## Exercise task 1
According to the article on Pruitt's Senate debate, what share of likely Republican primary voters supported Pruitt in last month's poll?
## Exercise task 2
Return the passage from the article on Pruitt's Senate debate, starting at "The moderators of" and ending at "an elected office.", copied word for word.

## Source passage
Pruitt, the former attorney general of Oklahoma, has frequently invoked his EPA experience in the Senate race, despite being pushed out of the job in 2018 amid multiple allegations of impropriety (E&E Daily, May 3).

According to a recent EPA report, he directed his security staff to drive recklessly, sometimes because he was late, including speeding, driving into oncoming traffic and improperly using sirens. The report, from EPA’s Office of Criminal Enforcement, Forensics and Training that was prepared in 2018 but was released publicly last month (Greenwire, May 27).

The moderators of last night’s debate asked Pruitt about those recent findings and whether voters should trust him with the authority of an elected office.

“Those things did not occur,” Pruitt said. “And … what’s interesting about those processes internal to Washington, D.C., is that I was never asked one time a question about any of those matters, nor was the head of my security.”

Some of the allegations regarding Pruitt’s security, including his prodding agents to use sirens, were reported publicly in 2018. In a Senate hearing at the time, then-Sen. Tom Udall (D-N.M.) asked him if the accusations were true.

“I don’t recall that happening,” Pruitt responded. “There are the policies that the agency follows, the agents follow. And to my knowledge, they followed it in all instances.”

At yesterday’s debate, Pruitt also used the line of questioning over his security to boast about his clashes while at the agency.

“Oftentimes, D.C. deals in shadows. And as the head of the EPA for President Trump, we were dealing with issues with that agency that many were trying to undermine on a day-to-day basis,” he said. “And so controversy doesn’t mean that things are true. And advancing that agenda on behalf of President Trump meant a lot to this country, and it also was battled on a day-to-day basis with untruths in the media.”

Pruitt led EPA under former President Trump from 2017 until he was pushed out in 2018 amid numerous allegations that he had improperly used his office for personal gain or otherwise violated ethics standards, including that he had made EPA staff run personal errands, that he had tried to find work for his wife and that he had rented an apartment, below market rate, that was tied to a lobbyist with business before EPA.

Pruitt was joined at the debate by three other candidates for the June 28 primary: former Oklahoma House Speaker T.W. Shannon, state Sen. Nathan Dahm and former Inhofe chief of staff Luke Holland.

Rep. Markwayne Mullin, the polling front-runner, had said he would participate but reversed yesterday, saying he had to stay in Washington, D.C., to fight Democrats’ gun control proposals.

A poll last month commissioned by the news stations that hosted yesterday’s debate found Pruitt in fourth place, behind Mullin, Shannon and Dahm, with support from 3.3 percent of likely voters in the Republican primary.

The winner of the primary will face former Rep. Kendra Horn, the sole Democrat to file for the seat.

## Information supplied

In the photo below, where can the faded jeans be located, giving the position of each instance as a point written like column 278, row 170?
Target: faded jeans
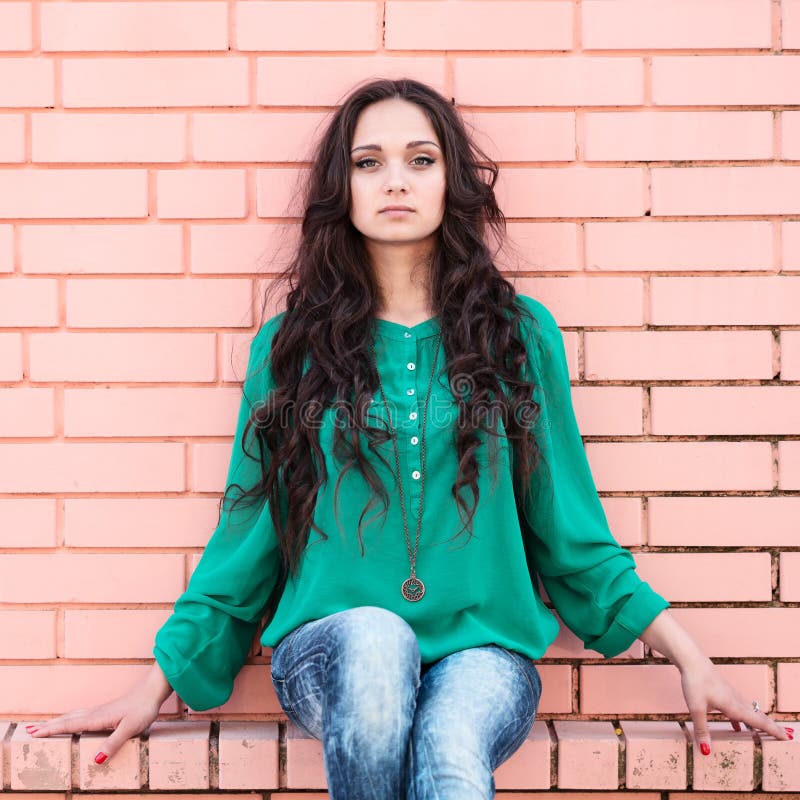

## Full response 1
3.3 percent

## Full response 2
The moderators of last night’s debate asked Pruitt about those recent findings and whether voters should trust him with the authority of an elected office.